===== Excerpt

What ‘form of checkmate’ can ‘achieve happiness’? A reader doesn’t find tough tasks to follow but run-of-the-mill chores can be spruced up with diligent ways to churn out happy times.
Greg has a novel trope to convince people. He’d cite some impressive cases or newsmakers and then delve into various aspects of the related achievement and failure that can make a difference in our outlook. And then to chalk out the action plan, Greg would narrate some witty and often nutty incident from his own personal or professional life. ‘..a nineteen-year-old Canadian tennis player, upset highly ranked Serena Williams, the greatest women’s tennis player of her generation.’ The readers find media reports behind this success, the tack being visualizing success over years and then Greg goes bolstering them with survey reports of people doing so.

==========
===== Supplied information

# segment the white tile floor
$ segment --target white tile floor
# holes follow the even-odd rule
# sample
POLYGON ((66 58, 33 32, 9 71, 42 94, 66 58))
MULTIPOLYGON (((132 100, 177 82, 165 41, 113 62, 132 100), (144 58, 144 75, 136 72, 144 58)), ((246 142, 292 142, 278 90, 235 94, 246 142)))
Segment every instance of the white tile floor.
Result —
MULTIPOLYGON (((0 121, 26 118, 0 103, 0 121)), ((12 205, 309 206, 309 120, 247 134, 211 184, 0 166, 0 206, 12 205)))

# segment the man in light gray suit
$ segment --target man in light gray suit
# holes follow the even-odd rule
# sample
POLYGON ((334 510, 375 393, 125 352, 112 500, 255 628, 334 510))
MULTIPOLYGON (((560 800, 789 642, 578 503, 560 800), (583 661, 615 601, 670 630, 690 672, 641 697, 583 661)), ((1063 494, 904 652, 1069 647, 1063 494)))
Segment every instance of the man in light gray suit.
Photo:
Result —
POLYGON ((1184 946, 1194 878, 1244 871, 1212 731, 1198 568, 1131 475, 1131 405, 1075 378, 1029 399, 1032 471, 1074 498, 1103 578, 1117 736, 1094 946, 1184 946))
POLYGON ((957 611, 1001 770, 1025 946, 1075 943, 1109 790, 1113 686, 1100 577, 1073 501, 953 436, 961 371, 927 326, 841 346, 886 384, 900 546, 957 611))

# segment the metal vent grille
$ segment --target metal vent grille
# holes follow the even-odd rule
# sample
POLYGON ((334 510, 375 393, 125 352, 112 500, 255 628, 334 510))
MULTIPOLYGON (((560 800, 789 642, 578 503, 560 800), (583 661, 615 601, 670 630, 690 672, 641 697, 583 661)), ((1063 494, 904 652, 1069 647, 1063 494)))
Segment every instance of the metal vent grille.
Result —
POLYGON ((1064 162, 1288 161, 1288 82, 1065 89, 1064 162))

==========

Requirement 1:
In the excerpt, who did the nineteen-year-old Canadian tennis player upset?
Requirement 2:
Retype the part of the excerpt between "What ‘form of" and "people doing so.", inclusive.

Problem solution 1:
Serena Williams.

Problem solution 2:
What ‘form of checkmate’ can ‘achieve happiness’? A reader doesn’t find tough tasks to follow but run-of-the-mill chores can be spruced up with diligent ways to churn out happy times.
Greg has a novel trope to convince people. He’d cite some impressive cases or newsmakers and then delve into various aspects of the related achievement and failure that can make a difference in our outlook. And then to chalk out the action plan, Greg would narrate some witty and often nutty incident from his own personal or professional life. ‘..a nineteen-year-old Canadian tennis player, upset highly ranked Serena Williams, the greatest women’s tennis player of her generation.’ The readers find media reports behind this success, the tack being visualizing success over years and then Greg goes bolstering them with survey reports of people doing so.